_Dataset extract_:
◆ ◆ ◆ ◆ ◆ ◆ ◆
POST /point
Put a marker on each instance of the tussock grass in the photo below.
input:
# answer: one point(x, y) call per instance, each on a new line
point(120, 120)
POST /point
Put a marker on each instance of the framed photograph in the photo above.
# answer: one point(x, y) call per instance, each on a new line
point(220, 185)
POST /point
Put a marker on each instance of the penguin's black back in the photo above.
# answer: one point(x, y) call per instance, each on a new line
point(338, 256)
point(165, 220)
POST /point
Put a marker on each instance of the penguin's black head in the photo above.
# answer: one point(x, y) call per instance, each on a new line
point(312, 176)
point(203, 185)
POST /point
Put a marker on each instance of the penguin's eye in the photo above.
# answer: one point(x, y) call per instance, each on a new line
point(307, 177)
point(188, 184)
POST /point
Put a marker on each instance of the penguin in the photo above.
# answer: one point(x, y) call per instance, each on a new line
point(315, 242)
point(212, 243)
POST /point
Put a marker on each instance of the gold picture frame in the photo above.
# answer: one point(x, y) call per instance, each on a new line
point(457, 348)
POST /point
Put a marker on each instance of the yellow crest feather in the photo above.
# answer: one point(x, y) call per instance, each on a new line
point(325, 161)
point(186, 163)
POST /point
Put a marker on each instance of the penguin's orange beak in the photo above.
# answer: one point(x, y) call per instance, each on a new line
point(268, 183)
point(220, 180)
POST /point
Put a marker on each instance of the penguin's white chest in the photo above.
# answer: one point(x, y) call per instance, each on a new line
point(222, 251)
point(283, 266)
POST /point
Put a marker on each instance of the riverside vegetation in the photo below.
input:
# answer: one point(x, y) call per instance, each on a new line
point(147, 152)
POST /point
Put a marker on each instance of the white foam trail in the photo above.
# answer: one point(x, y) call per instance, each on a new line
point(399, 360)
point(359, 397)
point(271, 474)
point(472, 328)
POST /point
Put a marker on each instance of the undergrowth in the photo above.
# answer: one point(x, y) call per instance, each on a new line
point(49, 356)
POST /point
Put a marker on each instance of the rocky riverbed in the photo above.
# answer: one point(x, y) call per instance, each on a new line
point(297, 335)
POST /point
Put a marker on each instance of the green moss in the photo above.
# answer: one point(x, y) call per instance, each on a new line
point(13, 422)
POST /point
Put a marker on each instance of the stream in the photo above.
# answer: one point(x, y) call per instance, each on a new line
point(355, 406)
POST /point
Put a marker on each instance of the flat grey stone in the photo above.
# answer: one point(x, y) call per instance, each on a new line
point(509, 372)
◆ ◆ ◆ ◆ ◆ ◆ ◆
Copy the entire listing above again, line for line, without changing anything.

POST /point
Put a marker on each instance of the tussock grass in the photo below.
input:
# answer: one point(x, y) call per instance, each on a new line
point(120, 120)
POST /point
Put a marker on each instance of the framed photograph in the photo above.
# answer: one point(x, y) call per instance, each on a new line
point(220, 185)
POST /point
Put a marker on each instance of the penguin's black back in the photo above.
# answer: one point(x, y) call per instance, each on a new line
point(338, 256)
point(165, 220)
POST /point
Put a marker on each instance of the penguin's black head in the photo above.
# answer: one point(x, y) call per instance, each on a new line
point(312, 176)
point(203, 185)
POST /point
Put a marker on each instance of the penguin's eye in the photo above.
# answer: one point(x, y) call per instance, each on a new line
point(307, 177)
point(188, 184)
POST /point
Put a marker on each instance of the penguin in the photo above.
# answer: one point(x, y) call per instance, each on a new line
point(315, 242)
point(212, 243)
POST /point
Put a marker on each instance of the gold picture frame in the photo above.
# answer: one point(x, y) call per instance, each on a new line
point(457, 348)
POST /point
Put a marker on each instance of the yellow crest feather in the photo above.
# answer: one point(x, y) call per instance, each on a new line
point(325, 161)
point(186, 163)
POST /point
Put a marker on each instance of the penguin's orange beak in the photo above.
# answer: one point(x, y) call per instance, each on a new line
point(268, 183)
point(220, 180)
POST /point
Put a marker on each instance of the penguin's white chest in the photo above.
# answer: one point(x, y) call per instance, each on a new line
point(222, 251)
point(283, 266)
POST /point
Put a marker on each instance of the riverside vegetation in the photo below.
input:
# answer: one point(x, y) call per instance, each on a new line
point(147, 152)
POST /point
Put a marker on each instance of the white foam trail in the photo above.
# answer: one point(x, y) call per instance, each on a new line
point(399, 360)
point(359, 397)
point(271, 474)
point(472, 328)
POST /point
Put a marker on each instance of the undergrowth in the photo above.
# answer: one point(x, y) call per instance, each on a new line
point(49, 356)
POST /point
Put a marker on each instance of the rocky riverbed in the photo above.
# answer: one point(x, y) call per instance, each on a new line
point(297, 335)
POST /point
Put a marker on each instance of the green moss in the photo above.
# answer: one point(x, y) call per instance, each on a new line
point(13, 422)
POST /point
Put a marker on each instance of the stream in the photo above.
# answer: one point(x, y) call per instance, each on a new line
point(355, 406)
POST /point
Put a marker on each instance of the flat grey stone in the photo above.
# answer: one point(x, y) call per instance, each on a new line
point(509, 372)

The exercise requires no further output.